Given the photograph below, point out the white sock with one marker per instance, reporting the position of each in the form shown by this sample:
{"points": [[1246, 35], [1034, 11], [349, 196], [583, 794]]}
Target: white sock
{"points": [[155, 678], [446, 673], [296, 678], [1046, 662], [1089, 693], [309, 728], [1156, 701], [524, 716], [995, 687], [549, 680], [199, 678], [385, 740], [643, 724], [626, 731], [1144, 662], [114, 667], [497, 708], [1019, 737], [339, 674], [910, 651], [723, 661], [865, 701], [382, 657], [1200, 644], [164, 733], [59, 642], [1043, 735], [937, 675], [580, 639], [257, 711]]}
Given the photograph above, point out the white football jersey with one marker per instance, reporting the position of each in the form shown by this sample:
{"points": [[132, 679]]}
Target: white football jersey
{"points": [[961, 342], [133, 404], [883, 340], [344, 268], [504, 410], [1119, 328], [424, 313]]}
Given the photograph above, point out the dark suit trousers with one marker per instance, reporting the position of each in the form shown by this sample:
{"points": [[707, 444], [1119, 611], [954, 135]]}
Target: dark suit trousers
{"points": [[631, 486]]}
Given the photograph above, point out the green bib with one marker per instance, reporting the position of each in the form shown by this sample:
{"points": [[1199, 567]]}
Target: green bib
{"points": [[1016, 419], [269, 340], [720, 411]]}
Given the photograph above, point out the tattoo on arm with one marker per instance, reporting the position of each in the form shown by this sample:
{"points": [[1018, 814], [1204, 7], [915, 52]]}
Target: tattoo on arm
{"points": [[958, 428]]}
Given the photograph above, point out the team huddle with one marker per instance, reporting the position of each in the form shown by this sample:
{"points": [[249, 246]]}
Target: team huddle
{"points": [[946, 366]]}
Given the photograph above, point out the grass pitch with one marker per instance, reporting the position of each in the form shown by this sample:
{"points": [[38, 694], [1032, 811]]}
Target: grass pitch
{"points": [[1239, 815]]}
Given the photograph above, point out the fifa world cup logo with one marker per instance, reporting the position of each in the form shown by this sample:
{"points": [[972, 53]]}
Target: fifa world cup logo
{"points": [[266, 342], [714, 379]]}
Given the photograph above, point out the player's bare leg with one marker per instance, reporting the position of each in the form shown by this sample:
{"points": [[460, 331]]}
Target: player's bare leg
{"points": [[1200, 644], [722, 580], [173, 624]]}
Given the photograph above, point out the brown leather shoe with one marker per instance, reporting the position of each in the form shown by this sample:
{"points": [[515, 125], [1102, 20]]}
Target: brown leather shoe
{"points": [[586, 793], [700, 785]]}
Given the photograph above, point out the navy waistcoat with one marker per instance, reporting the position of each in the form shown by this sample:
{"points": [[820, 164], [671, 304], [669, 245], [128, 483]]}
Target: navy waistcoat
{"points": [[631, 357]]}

****

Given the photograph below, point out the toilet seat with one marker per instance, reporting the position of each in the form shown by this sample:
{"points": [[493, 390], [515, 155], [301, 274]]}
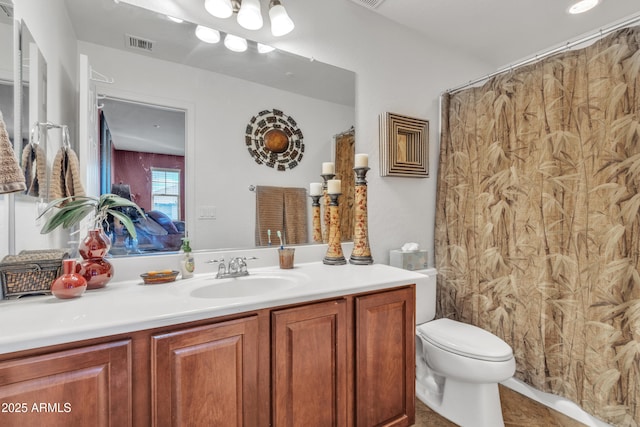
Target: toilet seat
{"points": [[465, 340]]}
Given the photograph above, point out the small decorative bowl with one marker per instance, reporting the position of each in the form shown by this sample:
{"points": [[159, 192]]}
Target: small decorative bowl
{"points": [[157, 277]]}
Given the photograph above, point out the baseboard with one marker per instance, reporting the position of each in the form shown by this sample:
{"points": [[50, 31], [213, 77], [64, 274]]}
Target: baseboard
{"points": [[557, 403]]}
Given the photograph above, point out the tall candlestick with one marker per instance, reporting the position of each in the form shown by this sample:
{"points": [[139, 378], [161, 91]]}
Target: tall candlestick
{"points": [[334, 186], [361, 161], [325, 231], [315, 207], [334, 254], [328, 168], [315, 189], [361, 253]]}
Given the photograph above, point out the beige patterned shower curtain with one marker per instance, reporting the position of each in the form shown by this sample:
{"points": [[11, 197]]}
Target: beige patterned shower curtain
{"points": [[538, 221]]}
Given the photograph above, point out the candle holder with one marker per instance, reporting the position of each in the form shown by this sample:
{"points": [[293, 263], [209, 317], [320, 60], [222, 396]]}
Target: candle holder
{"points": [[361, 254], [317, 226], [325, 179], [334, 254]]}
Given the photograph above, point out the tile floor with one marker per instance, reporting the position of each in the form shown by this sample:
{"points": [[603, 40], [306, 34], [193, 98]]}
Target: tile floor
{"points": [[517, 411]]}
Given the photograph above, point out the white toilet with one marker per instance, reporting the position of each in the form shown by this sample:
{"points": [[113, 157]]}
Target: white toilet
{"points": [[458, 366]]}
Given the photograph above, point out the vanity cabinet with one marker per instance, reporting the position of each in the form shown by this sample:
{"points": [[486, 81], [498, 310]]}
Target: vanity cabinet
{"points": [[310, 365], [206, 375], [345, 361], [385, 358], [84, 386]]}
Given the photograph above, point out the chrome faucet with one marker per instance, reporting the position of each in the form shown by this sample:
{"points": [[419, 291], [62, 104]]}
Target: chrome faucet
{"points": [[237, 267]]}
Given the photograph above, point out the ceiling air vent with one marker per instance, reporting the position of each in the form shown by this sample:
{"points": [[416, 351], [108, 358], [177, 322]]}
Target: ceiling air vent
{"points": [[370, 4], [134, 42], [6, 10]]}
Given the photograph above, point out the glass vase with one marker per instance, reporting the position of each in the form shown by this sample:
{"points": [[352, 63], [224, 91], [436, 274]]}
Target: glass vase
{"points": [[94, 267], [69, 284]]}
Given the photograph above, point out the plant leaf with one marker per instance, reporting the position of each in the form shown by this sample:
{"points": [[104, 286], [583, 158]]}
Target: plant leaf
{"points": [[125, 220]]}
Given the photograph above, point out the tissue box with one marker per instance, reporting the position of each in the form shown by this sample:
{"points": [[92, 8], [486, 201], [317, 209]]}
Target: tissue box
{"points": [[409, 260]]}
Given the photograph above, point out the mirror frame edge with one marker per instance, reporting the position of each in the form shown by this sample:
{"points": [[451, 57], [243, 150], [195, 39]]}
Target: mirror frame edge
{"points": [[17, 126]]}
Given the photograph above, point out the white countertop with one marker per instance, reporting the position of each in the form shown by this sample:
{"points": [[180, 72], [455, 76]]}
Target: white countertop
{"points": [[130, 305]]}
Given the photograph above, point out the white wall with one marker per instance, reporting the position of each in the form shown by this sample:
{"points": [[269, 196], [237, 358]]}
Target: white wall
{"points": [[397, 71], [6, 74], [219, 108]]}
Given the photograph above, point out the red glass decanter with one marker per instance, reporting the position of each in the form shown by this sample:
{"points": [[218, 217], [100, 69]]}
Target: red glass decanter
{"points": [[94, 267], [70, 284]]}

****

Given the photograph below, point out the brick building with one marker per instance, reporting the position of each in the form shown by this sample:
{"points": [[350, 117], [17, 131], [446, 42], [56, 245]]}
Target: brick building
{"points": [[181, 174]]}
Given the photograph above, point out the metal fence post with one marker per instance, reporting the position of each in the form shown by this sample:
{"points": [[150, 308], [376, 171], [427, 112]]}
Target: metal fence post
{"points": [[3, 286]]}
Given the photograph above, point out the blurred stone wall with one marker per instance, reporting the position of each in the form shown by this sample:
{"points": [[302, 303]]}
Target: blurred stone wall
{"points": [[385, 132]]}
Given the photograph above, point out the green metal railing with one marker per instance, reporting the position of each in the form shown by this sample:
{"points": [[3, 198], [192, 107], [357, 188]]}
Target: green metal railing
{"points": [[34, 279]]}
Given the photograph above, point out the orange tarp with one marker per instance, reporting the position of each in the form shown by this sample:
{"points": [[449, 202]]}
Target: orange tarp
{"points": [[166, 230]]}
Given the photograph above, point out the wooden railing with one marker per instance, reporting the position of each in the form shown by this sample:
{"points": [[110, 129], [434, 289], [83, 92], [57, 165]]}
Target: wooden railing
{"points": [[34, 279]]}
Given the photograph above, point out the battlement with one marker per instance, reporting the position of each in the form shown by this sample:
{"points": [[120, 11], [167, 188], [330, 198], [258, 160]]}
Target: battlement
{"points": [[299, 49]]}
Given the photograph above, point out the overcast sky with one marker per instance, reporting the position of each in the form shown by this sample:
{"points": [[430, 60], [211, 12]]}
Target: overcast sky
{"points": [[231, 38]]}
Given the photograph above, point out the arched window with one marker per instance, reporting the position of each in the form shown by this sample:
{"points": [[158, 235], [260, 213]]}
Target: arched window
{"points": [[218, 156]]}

****

WRITTEN TASK
Copy word for word the listing lines starting at the one containing "Given the photograph below, point out the white" and ending at the one containing "Target: white sock", with both of those lines included.

RIGHT ANSWER
Given the photograph below, point out the white sock with one marker per instance, reporting the position of each in the form shown by this sample:
{"points": [[1246, 35], [1034, 11], [349, 196], [583, 794]]}
Target: white sock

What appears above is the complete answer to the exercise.